**What is required**.
Rename "motorcycle" to "motorbike" in the entries, starting at the line that contains "Target = motorcycle seat" and stopping at the end of the entries, and leave everything else unchanged. Give only those lines back, without the pictures.

-- Start Dataset excerpts --

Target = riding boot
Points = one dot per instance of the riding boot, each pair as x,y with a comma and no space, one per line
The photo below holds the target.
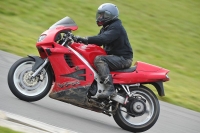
109,88
106,78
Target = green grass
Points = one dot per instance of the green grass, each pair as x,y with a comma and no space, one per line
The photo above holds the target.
7,130
162,32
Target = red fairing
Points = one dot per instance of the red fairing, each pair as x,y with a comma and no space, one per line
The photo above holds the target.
89,52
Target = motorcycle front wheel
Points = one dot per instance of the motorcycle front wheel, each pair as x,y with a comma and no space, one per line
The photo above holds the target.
23,86
141,111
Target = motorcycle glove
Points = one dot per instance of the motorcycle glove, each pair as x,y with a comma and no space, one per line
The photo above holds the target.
82,40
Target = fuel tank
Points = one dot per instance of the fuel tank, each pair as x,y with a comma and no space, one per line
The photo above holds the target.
89,52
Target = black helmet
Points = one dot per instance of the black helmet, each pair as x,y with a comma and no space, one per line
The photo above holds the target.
106,13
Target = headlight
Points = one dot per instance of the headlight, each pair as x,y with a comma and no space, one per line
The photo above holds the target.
41,38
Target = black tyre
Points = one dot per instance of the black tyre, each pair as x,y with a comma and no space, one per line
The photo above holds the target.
25,88
143,111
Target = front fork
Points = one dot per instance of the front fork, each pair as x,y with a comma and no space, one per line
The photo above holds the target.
39,65
121,99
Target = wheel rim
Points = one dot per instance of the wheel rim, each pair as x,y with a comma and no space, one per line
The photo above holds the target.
28,87
143,119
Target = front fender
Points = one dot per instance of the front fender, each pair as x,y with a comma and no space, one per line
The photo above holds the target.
159,87
38,62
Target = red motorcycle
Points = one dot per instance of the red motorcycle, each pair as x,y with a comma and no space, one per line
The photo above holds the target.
66,71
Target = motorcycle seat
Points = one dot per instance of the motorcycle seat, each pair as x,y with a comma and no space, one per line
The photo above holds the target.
131,69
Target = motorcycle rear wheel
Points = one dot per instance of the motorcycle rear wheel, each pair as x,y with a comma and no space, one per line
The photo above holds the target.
145,120
25,88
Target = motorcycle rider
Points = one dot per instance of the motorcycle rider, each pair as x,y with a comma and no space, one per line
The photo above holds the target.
114,39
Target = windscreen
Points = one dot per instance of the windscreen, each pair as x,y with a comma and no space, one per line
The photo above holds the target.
67,22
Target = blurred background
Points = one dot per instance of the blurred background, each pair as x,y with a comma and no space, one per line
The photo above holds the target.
162,32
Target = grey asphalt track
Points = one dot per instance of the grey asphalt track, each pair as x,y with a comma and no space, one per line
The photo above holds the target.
172,119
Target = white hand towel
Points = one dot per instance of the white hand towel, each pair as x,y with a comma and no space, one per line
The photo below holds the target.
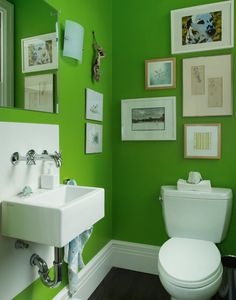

-- End Dataset excerpts --

**Reply**.
Target = motorbike seat
Points = one dot per instance of the motorbike seat, each pair as x,y with a comma and no space, one per line
The photo above holds the target.
131,69
Target = motorbike rear wheel
Points = one dot per instance of the motorbike rear wheel, each pair as x,y with a comma and no space, one per line
The photo above holds the target.
145,120
25,88
Target = motorbike rider
Points = one dot per instance of the motorbike rider, each pair as x,y with a comma and no space, one per line
The photo above holds the target.
114,39
Target = windscreen
Points = one dot per instance of the windscreen, each pair as x,y with a comma and no space, one per line
The photo above holds the target.
67,22
Target = blurred background
Points = one dot per instance of the blurred background, each pair as x,y with a comma and no space, one per line
The photo above holds the target.
162,32
Target = grey asphalt track
Points = one dot per instance of the grey asphalt track, each pair as x,y with a comma and no space, one per line
The photo above holds the target.
172,119
Target = white hand towel
Points = one dot per instance of the white hand towel, each pair as x,y with a comma and no space, one per line
The photo below holds the target.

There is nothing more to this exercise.